## INSTRUCTIONS FOR THE TASK
Put the stretch of rows below, from the line containing "Target: wreath" through the end of the rows, into a Markdown table with the columns Number and Line. Leave out any blank lines.

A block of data
☆ ☆ ☆ ☆ ☆

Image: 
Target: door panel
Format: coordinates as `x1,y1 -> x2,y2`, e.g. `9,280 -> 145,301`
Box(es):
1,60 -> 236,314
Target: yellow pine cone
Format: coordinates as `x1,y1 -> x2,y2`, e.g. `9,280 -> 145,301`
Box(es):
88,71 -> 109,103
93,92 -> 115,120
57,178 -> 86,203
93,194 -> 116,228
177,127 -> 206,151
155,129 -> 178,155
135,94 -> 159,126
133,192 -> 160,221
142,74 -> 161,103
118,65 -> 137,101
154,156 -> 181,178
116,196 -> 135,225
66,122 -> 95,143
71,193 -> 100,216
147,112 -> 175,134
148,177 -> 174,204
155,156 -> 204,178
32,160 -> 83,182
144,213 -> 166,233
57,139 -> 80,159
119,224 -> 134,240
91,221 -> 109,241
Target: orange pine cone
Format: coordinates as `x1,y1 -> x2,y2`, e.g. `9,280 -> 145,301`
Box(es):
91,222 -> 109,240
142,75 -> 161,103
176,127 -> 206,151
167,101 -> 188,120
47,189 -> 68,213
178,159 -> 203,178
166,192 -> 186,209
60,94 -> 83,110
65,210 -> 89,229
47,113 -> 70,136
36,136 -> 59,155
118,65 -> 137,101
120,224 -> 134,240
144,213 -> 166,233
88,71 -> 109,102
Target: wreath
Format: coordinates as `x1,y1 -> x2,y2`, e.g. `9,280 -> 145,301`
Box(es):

☆ ☆ ☆ ☆ ☆

## RESPONSE TO THE EXERCISE
| Number | Line |
|---|---|
| 1 | Target: wreath |
| 2 | Format: coordinates as `x1,y1 -> x2,y2`, e.g. `9,280 -> 145,301` |
| 3 | Box(es): |